_STATED GOAL_:
Summarize the article on investing ISA money in 2020 in two sentences.

_DOCUMENT EXCERPT_:
__________

Forget a FTSE 100 tracker fund. Here’s how I’m investing my ISA money in 2020

Here’s how Edward Sheldon is aiming to outperform the FTSE 100 (INDEXFTSE: UKX) over the long run.

The content of this article was relevant at the time of publishing. Circumstances change continuously and caution should therefore be exercised when relying upon any content contained within this article.

When investing, your capital is at risk. The value of your investments can go down as well as up and you may get back less than you put in.

Read More

The content of this article is provided for information purposes only and is not intended to be, nor does it constitute, any form of personal advice. Investments in a currency other than sterling are exposed to currency exchange risk. Currency exchange rates are constantly changing, which may affect the value of the investment in sterling terms. You could lose money in sterling even if the stock price rises in the currency of origin. Stocks listed on overseas exchanges may be subject to additional dealing and exchange rate charges, and may have other tax implications, and may not provide the same, or any, regulatory protection as in the UK.

You’re reading a free article with opinions that may differ from The Motley Fool’s Premium Investing Services. Become a Motley Fool member today to get instant access to our top analyst recommendations, in-depth research, investing resources, and more. Learn More.

Regular readers will know that I’m not a big fan of FTSE 100 tracker funds. Given the index’s significant exposure to companies with low growth prospects, and its lack of exposure to smaller companies and the technology sector, I think there are much better ways to invest than simply buying a FTSE 100 index fund. 

Want to know how I’m investing my ISA money in 2020? Here’s a look at my investment strategy.

Dividend stocks for passive income

Around 60% of my ISA money is invested in roughly 20 dividend stocks (mainly from the FTSE 100 but also from the FTSE 250). The aim of this part of my portfolio is to build up an ever-increasing tax-free passive income stream that I should be able to eventually retire on, while also providing an element of portfolio stability.

My focus here is on high-quality businesses that are likely to enjoy tailwinds from long-term trends (such as the rise of wealth in the emerging markets) and have the potential to outperform the FTSE 100 over the long run. The companies I have invested in generally sport a healthy yield, a decent dividend growth track record, solid revenue growth, a high level of profitability (return on equity), and a strong balance sheet.

Top holdings in this part of my portfolio currently include the likes of Diageo, Unilever, Prudential, DS Smith and Legal & General.

__________

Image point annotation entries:
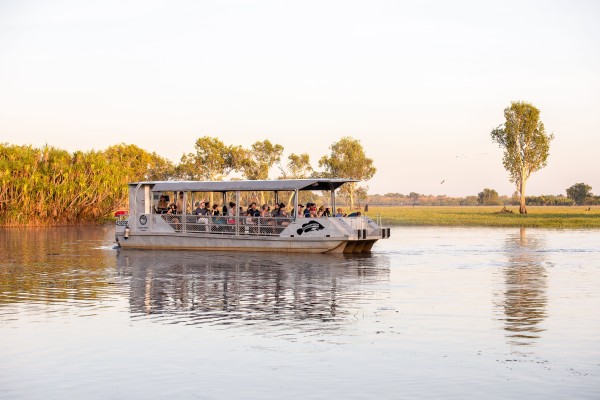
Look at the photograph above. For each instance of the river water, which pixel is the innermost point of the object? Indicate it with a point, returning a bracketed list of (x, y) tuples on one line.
[(430, 313)]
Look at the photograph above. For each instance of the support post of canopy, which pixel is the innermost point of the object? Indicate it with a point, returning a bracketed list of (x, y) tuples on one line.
[(295, 210), (333, 208), (237, 212), (184, 213)]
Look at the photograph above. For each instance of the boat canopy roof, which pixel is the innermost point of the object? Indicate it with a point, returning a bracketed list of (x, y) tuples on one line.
[(254, 185)]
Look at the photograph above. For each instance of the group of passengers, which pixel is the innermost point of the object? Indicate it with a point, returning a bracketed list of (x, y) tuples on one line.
[(277, 215)]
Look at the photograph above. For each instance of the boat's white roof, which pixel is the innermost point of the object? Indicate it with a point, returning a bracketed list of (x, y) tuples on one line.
[(255, 185)]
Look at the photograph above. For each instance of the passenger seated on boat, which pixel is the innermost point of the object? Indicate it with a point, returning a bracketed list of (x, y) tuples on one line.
[(320, 211), (231, 213), (300, 211), (282, 216), (202, 213), (179, 203), (307, 210), (264, 211), (163, 205), (255, 212)]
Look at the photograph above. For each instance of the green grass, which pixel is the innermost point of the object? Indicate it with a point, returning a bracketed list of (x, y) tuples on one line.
[(542, 217)]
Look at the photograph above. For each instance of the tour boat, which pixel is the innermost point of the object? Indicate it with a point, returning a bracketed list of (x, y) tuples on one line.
[(148, 225)]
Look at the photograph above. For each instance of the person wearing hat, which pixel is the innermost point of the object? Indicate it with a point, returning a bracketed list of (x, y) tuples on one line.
[(283, 215), (300, 213), (307, 210)]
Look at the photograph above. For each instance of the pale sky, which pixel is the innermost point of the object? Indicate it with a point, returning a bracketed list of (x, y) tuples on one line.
[(420, 83)]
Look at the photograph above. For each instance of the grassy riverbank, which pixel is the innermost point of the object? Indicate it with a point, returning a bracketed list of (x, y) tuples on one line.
[(542, 217)]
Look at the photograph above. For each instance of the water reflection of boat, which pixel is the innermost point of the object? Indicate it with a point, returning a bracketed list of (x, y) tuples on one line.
[(152, 226), (215, 287)]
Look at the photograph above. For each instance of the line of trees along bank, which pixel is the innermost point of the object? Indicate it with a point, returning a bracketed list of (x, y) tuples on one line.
[(50, 186)]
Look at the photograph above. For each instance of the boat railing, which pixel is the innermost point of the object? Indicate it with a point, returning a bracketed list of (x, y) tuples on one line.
[(227, 225)]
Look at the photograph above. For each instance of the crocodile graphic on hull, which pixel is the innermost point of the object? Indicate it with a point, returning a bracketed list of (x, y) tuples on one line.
[(310, 226)]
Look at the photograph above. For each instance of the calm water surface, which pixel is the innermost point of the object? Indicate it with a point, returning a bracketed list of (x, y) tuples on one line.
[(431, 313)]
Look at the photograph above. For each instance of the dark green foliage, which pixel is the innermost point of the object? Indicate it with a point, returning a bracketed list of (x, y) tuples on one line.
[(580, 193)]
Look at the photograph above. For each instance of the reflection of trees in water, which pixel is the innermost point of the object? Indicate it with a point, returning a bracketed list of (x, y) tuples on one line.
[(53, 264), (525, 299), (197, 287)]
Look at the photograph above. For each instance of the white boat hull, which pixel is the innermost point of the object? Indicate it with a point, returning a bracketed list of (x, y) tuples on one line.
[(231, 242)]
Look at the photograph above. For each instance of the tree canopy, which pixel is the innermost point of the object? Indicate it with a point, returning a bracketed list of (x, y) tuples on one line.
[(213, 160), (525, 142), (579, 193), (488, 197), (347, 159)]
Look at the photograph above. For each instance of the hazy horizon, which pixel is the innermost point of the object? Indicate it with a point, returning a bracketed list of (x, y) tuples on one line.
[(421, 85)]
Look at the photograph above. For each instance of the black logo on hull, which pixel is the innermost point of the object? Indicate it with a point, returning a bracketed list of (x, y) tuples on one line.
[(309, 227)]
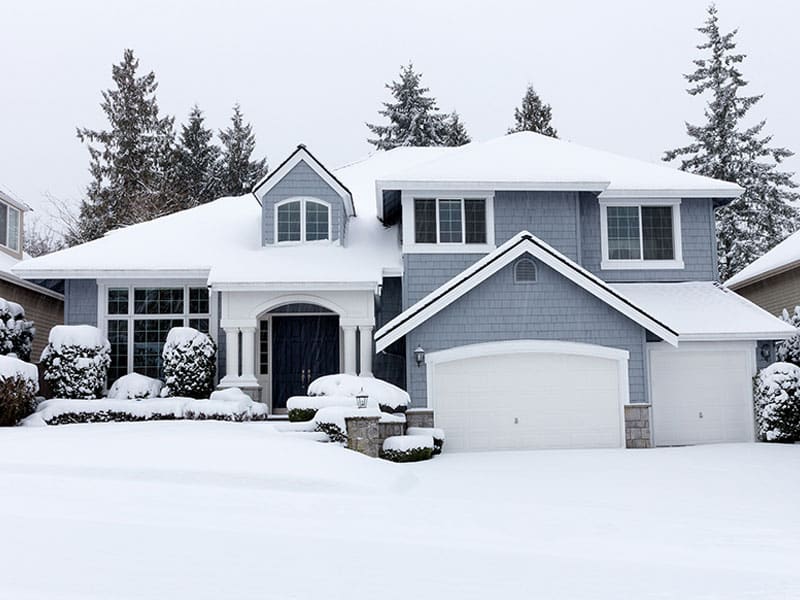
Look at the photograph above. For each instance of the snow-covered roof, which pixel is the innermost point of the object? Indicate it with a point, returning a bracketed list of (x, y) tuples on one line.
[(782, 257), (529, 160), (705, 311)]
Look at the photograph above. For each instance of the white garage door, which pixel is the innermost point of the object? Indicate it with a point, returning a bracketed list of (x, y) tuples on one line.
[(528, 395), (702, 393)]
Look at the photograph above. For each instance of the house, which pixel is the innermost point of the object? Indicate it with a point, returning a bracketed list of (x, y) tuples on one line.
[(532, 292), (43, 305)]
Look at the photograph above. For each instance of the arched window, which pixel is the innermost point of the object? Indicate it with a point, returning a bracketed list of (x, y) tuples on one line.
[(302, 219), (525, 271)]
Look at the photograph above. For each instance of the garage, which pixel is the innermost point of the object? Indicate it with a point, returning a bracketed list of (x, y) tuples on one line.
[(529, 395), (701, 393)]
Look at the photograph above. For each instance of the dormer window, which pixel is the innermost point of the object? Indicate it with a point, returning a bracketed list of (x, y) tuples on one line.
[(302, 219), (9, 227)]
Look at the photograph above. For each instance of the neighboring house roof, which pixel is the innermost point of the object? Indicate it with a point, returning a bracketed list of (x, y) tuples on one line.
[(522, 243), (782, 257), (704, 311)]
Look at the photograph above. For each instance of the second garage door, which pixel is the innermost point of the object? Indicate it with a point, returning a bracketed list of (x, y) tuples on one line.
[(515, 395)]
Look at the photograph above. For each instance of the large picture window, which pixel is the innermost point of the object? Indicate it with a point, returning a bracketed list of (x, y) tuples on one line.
[(139, 319)]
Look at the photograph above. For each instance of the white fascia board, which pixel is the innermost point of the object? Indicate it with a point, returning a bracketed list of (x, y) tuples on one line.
[(487, 266)]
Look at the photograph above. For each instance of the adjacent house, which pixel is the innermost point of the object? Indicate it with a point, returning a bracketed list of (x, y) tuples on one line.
[(532, 292), (43, 305)]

__________

_EXERCISE SOLUTION_:
Edward Sheldon avoids FTSE 100 tracker funds because the index is heavily exposed to low-growth companies and lacks exposure to smaller companies and the technology sector. About 60% of his ISA money is in roughly 20 dividend stocks, high-quality businesses chosen to build a growing tax-free passive income and add stability, with top holdings including Diageo, Unilever, Prudential, DS Smith and Legal & General.